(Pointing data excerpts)
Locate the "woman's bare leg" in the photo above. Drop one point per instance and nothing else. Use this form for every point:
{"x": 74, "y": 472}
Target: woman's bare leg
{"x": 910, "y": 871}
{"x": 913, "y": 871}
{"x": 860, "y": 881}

_TO DO_: Please copy out the lines above word for word, leaving nothing out.

_WRITTEN ANSWER_:
Locate the "woman's bare leg" in the photo above. Drop one point per instance and nothing else. Use this form for every point:
{"x": 74, "y": 472}
Target: woman's bare leg
{"x": 910, "y": 871}
{"x": 913, "y": 871}
{"x": 860, "y": 881}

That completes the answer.